* _EXERCISE INSTRUCTIONS_: Arrange the lines of the data from the one containing "Where can the white plate" through the end of the data as a Markdown table with the columns Row and Line. Number each line in Row, put its text in Line, and leave out any blank lines.

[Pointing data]
+===+

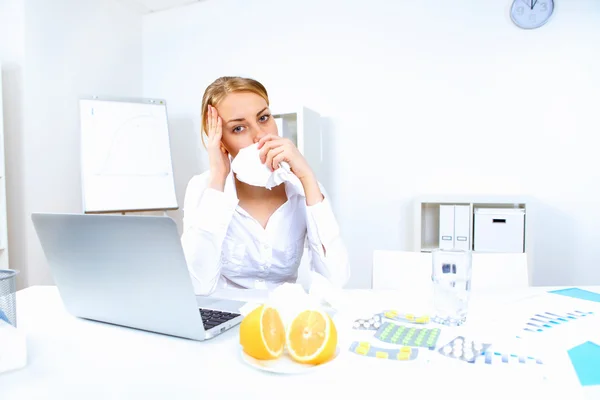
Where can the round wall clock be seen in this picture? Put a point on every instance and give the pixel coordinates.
(530, 14)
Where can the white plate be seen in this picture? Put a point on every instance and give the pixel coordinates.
(284, 364)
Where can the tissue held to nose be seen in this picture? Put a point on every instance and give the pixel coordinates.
(249, 169)
(291, 319)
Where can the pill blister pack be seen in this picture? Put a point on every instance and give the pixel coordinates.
(546, 320)
(402, 317)
(408, 336)
(496, 357)
(464, 349)
(372, 324)
(404, 353)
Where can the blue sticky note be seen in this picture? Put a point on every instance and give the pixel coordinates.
(586, 361)
(578, 294)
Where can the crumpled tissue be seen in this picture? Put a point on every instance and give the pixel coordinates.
(249, 169)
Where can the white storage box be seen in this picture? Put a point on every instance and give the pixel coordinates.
(500, 230)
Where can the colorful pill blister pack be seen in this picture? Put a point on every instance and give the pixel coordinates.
(496, 357)
(408, 336)
(397, 316)
(464, 349)
(404, 353)
(374, 322)
(546, 320)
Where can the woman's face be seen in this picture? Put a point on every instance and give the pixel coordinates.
(246, 118)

+===+

* _SOLUTION BELOW_:
| Row | Line |
|---|---|
| 1 | Where can the white plate be seen in this picture? Put a point on every instance and give the pixel coordinates. |
| 2 | (284, 364) |
| 3 | Where can the tissue held to nose be seen in this picture? Put a point on every instance and give the pixel coordinates. |
| 4 | (249, 169) |
| 5 | (291, 319) |
| 6 | Where can the pill blister pack be seen in this picture? Put a point on every instance and give the pixel coordinates. |
| 7 | (546, 320) |
| 8 | (402, 317) |
| 9 | (408, 336) |
| 10 | (496, 357) |
| 11 | (464, 349) |
| 12 | (372, 324) |
| 13 | (404, 353) |
| 14 | Where can the blue sticky note be seen in this picture? Put a point on every instance and give the pixel coordinates. |
| 15 | (586, 361) |
| 16 | (578, 294) |
| 17 | Where can the crumpled tissue be seen in this picture? Put a point on every instance and give the pixel coordinates. |
| 18 | (249, 169) |
| 19 | Where can the white storage box be seen in this picture? Put a point on every instance and give the pixel coordinates. |
| 20 | (500, 230) |
| 21 | Where can the colorful pill blister pack be seen in this picture? Put a point on every instance and give the pixel coordinates. |
| 22 | (496, 357) |
| 23 | (408, 336) |
| 24 | (397, 316) |
| 25 | (464, 349) |
| 26 | (404, 353) |
| 27 | (374, 322) |
| 28 | (546, 320) |
| 29 | Where can the woman's face be seen in this picture? Put a point on every instance and give the pixel coordinates. |
| 30 | (246, 118) |